--- START Source ---

Saturday, December 6, 2014

Free At Last


Media Justice

 

Hello my kats and kittens! It has once again been a while since I last posted a truly profound blog (and profound is just my way of thinking that I'm important to you and you view me with respect) about anything that flitters through my mind at that particular time. This post is a little bit different and it has weighed heavily on my mind for weeks. Please bear with me if I ramble.

It should come as no shocker that I am a fan of writing. I love it in any form. Meme’s, texts, emails, blogs and articles. It is a fantastic medium and a bastion of communication. However…I’m truly jaded by the media. In any form.

Let me explain and then I will get into the nitty gritty of our conversation. We are having a conversation, right? You with me? Good.

In my lifetime to date I have witnessed the death of true journalism. Journalism itself is a truly remarkable thing to read about and I have graciously provided you a link so you might peruse it yourself. The start of journalism, and the subsequent evolution into realism, was to create a medium of communicating facts, verifying these facts and using objective methods. The problem that revealed itself over time was that writers will always be biased in some form. It is human nature.

--- END Source ---
--- START Data ---

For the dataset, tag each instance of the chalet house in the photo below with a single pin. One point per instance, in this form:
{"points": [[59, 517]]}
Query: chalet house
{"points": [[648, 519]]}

--- END Data ---

# Exercise requirements:
1: Can you rewrite the paragraph of the blog post on media that begins "In my lifetime to date" so that it is shorter but keeps its main facts?
2: Could you write the next part of the blog post on media, picking up after its final sentence?
The listing above comes from a separate source.

# Replies:
1: In my lifetime I have watched true journalism die. I've linked to a source on journalism for anyone who wants to read more. Journalism, which later evolved into realism, began as a way to communicate facts, verify them, and use objective methods. Over time, though, it became clear that writers are always biased in some form, because that is human nature.

2:
The problem I have with media today is the demise of any form of objectivity and the birth of “sensationalist journalism.” Wading through articles, even accredited news reports and not simply the fly by night websites, is that bias has completely overtaken journalism. If I were to point out one specific nature of these hostile takeovers is the use of adjectives, adverbs and pronouns.

So far in this blog I have intentionally used certain words to lead you towards a feeling. And that feeling, that I have hopefully accomplished, is that of a gloom cast over media.

You should know me by now so it should come as no real shock that I am targeting a few specific examples of truly biased media reporting that has made complicated situations even more difficult to have enough information and simple facts.

I’ve purposely steered clear of posting anything to do with the Ferguson case. It is a complicated, convoluted and twisted example of a situation where wording can change the entire light of a very divided issue.

I don’t know if Wilson acted in self defense. I don’t know if Brown was innocent of struggling or assaulting a police officer. As a thinking adult I should have an opinion about the case. When racial inequality, or a controversial death, issues are presented then you MUST find an opinion about at least some aspect of the case. It is imperative that you do because that is where we begin open dialogue to make positive changes to our society.

My problem with finding that middle ground so I can begin forming a cohesive opinion is that the adjectives, adverbs and pronouns thrown around by “journalists” are simply thrown in to make readers, listeners or watchers completely biased.

Let me provide you with an example:

The child was murdered in an unprovoked attack. The white police officer gunned down the  black teenager as he tried to comply with the officers demands.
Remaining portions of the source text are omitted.